* _TASK OBJECTIVE_:
Reproduce exactly, with no other output, every line of the data below from the line containing "in [214, 117]." to the end, inclusive.

------ ENTRIES PROVIDED

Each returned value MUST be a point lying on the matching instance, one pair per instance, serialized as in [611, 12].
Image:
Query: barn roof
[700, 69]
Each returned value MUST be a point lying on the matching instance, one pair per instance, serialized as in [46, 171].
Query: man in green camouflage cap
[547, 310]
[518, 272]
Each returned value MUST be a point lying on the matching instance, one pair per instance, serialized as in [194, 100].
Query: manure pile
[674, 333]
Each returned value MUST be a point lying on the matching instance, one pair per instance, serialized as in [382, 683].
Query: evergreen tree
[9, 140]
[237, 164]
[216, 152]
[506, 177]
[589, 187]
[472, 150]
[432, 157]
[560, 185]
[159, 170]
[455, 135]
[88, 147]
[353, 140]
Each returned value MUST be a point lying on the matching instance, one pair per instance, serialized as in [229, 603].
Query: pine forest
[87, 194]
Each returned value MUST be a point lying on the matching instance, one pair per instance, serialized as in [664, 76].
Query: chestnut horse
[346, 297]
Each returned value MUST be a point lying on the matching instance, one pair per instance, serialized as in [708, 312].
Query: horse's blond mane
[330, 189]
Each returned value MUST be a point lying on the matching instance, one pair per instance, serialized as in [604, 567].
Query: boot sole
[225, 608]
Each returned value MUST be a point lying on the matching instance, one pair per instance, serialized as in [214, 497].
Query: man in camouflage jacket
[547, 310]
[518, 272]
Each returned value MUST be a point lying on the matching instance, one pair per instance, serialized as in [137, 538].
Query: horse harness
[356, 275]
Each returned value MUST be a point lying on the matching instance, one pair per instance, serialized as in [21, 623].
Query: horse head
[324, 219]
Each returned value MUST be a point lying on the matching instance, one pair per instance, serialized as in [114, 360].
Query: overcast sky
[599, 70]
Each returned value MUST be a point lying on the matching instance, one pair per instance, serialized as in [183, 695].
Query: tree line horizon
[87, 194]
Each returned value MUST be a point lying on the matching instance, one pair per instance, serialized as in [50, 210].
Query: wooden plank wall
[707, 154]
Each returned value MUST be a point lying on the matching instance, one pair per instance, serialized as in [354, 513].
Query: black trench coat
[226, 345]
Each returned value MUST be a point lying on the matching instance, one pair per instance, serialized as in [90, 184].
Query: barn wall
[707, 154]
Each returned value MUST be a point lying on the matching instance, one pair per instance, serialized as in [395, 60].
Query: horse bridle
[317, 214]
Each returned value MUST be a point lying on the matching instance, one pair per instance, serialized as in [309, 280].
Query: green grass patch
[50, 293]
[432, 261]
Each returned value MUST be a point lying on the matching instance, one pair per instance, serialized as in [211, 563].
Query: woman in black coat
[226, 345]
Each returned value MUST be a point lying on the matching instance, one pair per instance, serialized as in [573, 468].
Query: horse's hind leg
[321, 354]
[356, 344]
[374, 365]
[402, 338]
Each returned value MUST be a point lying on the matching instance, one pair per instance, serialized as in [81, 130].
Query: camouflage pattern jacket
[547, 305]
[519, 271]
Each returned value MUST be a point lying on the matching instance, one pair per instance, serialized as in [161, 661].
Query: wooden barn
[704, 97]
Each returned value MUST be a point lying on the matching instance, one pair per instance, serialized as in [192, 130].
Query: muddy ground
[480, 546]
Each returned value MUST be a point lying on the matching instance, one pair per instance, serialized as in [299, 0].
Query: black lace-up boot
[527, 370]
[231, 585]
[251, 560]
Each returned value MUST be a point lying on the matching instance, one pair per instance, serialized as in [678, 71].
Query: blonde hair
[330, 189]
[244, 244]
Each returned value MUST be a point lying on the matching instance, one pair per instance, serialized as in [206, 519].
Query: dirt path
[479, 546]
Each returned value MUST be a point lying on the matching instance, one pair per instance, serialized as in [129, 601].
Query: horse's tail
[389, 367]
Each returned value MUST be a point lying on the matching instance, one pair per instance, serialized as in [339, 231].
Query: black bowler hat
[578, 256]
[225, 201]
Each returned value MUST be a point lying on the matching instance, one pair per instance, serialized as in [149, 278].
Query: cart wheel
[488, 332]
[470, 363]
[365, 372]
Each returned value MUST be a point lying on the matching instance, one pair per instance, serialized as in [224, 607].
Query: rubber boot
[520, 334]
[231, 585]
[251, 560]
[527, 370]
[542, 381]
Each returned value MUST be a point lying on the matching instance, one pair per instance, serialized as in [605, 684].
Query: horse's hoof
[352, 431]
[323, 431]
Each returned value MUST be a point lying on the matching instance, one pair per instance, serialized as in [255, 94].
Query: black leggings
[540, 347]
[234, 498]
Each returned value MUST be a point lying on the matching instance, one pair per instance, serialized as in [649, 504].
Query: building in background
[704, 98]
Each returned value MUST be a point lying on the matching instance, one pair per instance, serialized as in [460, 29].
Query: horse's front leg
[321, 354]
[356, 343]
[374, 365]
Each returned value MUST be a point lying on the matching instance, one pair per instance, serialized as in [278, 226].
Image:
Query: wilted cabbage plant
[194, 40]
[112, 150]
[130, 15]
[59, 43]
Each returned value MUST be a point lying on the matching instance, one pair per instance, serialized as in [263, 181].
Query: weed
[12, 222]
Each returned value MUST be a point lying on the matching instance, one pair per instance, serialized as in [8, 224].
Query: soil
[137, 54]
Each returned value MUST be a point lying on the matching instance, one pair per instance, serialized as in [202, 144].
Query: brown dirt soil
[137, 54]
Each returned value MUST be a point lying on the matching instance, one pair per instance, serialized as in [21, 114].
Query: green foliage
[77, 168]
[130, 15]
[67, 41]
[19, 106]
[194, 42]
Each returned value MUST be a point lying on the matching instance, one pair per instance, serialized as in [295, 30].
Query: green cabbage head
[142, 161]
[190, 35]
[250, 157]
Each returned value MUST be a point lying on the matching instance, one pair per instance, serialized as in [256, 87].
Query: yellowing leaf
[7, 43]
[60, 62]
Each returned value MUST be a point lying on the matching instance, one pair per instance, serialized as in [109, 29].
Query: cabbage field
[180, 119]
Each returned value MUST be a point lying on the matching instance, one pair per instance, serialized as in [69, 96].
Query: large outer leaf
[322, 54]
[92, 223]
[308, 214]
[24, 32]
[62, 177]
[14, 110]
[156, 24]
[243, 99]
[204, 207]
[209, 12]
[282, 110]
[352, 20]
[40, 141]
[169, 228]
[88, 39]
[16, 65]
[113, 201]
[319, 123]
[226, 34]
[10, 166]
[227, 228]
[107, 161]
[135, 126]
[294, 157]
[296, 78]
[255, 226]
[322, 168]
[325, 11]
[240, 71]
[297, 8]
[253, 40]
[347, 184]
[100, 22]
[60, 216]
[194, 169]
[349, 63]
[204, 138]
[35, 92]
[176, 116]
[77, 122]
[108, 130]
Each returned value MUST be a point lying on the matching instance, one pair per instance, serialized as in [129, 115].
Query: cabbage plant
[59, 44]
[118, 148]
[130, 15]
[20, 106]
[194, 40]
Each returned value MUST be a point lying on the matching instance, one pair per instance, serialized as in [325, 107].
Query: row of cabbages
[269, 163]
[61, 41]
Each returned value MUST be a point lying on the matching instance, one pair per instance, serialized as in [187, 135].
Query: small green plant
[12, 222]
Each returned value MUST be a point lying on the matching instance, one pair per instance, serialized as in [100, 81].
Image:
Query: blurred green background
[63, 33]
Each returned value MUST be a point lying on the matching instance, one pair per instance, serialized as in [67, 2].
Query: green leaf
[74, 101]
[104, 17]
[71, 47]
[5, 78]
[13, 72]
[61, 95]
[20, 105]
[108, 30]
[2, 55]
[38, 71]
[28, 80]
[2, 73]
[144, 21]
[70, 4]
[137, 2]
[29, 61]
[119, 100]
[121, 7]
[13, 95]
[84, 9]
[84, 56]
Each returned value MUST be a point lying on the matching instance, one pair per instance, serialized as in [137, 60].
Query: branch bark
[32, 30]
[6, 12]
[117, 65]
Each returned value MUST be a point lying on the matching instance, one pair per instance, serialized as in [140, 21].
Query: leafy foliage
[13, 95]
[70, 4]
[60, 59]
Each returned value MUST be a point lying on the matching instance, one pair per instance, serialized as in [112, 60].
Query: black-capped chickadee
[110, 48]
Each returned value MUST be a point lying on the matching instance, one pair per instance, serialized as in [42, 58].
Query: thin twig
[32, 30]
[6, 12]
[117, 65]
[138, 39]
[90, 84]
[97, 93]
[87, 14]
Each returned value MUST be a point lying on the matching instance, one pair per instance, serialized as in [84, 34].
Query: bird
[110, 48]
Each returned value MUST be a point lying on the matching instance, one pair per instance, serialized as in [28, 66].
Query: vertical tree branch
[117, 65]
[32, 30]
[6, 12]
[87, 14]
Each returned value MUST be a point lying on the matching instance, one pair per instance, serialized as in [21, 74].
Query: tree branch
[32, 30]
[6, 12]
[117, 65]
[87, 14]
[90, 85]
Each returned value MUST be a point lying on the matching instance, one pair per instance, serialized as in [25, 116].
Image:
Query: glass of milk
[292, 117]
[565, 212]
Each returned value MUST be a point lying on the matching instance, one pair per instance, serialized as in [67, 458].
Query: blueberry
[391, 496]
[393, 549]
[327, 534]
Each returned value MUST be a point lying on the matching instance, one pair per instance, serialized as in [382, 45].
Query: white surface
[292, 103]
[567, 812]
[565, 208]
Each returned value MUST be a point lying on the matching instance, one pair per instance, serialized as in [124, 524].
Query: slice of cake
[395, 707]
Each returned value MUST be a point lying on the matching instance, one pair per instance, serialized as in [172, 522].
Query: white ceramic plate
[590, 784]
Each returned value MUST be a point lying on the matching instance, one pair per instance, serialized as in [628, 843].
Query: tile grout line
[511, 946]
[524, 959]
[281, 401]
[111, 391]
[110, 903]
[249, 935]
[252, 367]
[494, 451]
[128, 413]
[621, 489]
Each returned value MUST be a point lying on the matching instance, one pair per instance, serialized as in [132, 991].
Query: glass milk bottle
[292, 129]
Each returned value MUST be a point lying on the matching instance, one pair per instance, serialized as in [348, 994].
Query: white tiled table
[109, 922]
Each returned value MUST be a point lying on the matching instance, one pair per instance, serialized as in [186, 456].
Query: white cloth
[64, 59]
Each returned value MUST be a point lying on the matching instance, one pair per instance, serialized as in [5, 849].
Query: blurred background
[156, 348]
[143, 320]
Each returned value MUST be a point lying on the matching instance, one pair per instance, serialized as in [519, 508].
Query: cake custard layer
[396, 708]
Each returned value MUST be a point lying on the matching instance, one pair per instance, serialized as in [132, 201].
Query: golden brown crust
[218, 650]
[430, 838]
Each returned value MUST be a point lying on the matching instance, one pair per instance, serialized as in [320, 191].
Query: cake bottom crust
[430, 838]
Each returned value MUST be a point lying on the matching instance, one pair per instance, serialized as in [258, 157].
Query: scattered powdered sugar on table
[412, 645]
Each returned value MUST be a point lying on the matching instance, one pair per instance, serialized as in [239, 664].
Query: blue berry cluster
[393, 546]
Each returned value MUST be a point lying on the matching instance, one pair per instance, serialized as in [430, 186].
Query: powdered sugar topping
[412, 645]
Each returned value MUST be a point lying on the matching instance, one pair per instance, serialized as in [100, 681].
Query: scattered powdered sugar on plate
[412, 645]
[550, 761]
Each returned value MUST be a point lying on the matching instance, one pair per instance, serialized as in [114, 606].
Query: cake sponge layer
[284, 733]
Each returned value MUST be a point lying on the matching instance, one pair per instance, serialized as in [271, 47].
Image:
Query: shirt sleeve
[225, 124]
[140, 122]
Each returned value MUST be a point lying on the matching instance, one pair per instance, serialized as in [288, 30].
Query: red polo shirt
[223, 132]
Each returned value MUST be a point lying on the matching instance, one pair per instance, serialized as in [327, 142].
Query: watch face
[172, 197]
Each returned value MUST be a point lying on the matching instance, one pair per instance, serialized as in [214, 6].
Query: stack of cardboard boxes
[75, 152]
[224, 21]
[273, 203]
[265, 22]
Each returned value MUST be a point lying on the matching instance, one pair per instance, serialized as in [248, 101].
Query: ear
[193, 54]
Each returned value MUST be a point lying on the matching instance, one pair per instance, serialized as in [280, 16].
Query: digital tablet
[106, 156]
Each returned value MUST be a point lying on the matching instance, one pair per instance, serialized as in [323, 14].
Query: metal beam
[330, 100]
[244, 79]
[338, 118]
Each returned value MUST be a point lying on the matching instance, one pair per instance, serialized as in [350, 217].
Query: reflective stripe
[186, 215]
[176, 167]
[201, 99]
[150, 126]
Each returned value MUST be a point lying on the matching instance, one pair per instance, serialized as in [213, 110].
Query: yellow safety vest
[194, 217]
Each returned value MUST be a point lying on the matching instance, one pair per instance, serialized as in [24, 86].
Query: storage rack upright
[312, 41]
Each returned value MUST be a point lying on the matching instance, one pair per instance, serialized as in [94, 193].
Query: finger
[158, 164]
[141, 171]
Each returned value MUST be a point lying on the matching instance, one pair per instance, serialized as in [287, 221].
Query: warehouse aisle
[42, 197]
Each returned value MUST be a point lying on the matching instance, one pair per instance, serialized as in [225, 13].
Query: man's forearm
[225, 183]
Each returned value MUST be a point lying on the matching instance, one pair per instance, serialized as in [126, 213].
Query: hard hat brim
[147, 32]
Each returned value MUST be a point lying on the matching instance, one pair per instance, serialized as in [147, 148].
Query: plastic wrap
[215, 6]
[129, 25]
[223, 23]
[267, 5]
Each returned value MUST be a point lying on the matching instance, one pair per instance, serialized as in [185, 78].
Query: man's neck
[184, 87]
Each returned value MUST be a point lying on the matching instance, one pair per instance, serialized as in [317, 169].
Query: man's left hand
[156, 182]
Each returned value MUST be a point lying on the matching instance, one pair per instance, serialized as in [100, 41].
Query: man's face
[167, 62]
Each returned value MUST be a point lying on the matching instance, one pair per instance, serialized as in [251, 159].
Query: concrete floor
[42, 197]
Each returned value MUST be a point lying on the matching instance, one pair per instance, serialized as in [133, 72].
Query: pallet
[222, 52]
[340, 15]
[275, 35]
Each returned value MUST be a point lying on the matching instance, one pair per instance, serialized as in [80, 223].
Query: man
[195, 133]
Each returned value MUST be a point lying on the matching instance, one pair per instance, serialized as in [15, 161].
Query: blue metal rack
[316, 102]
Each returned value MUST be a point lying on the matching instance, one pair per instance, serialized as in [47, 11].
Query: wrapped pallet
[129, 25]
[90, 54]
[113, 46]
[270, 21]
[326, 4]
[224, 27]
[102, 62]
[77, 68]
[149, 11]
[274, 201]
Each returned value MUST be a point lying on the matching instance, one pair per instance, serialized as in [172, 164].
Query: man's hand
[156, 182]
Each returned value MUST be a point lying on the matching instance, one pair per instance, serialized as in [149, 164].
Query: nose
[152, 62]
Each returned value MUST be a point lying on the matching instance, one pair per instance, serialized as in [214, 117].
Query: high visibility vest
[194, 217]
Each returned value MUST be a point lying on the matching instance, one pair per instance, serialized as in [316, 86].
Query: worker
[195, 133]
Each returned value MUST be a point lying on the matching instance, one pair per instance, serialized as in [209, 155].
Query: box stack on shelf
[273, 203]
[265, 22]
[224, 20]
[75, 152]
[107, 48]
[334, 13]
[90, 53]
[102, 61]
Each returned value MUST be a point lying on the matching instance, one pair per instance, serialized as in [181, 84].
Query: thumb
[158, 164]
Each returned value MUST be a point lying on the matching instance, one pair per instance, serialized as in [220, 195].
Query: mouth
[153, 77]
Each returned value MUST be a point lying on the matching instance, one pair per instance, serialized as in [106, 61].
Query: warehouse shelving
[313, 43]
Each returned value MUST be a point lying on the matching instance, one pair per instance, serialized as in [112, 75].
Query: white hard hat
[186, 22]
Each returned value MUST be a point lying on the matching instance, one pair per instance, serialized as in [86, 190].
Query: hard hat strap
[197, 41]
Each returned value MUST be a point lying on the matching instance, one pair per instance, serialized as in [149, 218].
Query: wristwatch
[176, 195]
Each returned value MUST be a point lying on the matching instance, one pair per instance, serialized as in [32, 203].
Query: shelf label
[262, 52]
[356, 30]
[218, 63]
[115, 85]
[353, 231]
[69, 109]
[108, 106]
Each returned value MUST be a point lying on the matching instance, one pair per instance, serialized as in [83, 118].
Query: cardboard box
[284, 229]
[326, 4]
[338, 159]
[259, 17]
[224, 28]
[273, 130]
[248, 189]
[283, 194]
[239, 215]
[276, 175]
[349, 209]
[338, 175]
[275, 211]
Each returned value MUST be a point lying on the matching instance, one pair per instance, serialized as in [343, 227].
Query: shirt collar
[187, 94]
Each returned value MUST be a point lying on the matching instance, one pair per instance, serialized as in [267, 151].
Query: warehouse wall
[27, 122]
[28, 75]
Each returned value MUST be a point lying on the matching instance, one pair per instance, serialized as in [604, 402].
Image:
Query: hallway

------------

* _SOLVED PROBLEM_:
Each returned value MUST be a point lying on the matching instance, one pair per instance, serialized as in [214, 117].
Query: high visibility vest
[194, 217]
Each returned value MUST be a point lying on the matching instance, one pair per instance, serialized as in [316, 86].
Query: worker
[195, 133]
Each returned value MUST be a point lying on the matching instance, one pair per instance, serialized as in [209, 155].
Query: box stack on shelf
[273, 203]
[265, 22]
[224, 20]
[75, 152]
[107, 48]
[334, 13]
[90, 53]
[102, 61]
Each returned value MUST be a point lying on the matching instance, one pair per instance, serialized as in [181, 84].
Query: thumb
[158, 164]
Each returned value MUST be a point lying on the matching instance, one pair per instance, serialized as in [220, 195].
Query: mouth
[153, 77]
Each returned value MUST be a point lying on the matching instance, one pair per instance, serialized as in [106, 61].
Query: warehouse shelving
[313, 43]
Each returned value MUST be a point lying on the matching instance, one pair per instance, serialized as in [112, 75].
Query: white hard hat
[186, 22]
Each returned value MUST be a point lying on the matching instance, one pair per instance, serialized as in [86, 190].
Query: hard hat strap
[197, 41]
Each returned value MUST be a point lying on the matching instance, one pair per instance, serialized as in [149, 218].
Query: wristwatch
[176, 195]
Each returned value MUST be a point lying on the matching instance, one pair per instance, serialized as in [32, 203].
Query: shelf label
[262, 52]
[356, 30]
[218, 63]
[115, 85]
[353, 231]
[69, 109]
[108, 106]
Each returned value MUST be a point lying on the matching instance, one pair per instance, serialized as in [83, 118].
Query: cardboard box
[284, 229]
[326, 4]
[338, 159]
[259, 17]
[224, 28]
[273, 130]
[248, 189]
[283, 194]
[239, 215]
[276, 175]
[349, 209]
[338, 175]
[275, 211]
Each returned value MUST be a point lying on the matching instance, one pair per instance, serialized as in [343, 227].
Query: shirt collar
[187, 94]
Each returned value MUST be a point lying on the matching instance, one pair per instance, serialized as in [267, 151].
Query: warehouse wall
[27, 122]
[28, 75]
Each returned value MUST be a point lying on the matching instance, one pair per instance, serialized as in [604, 402].
Image:
Query: hallway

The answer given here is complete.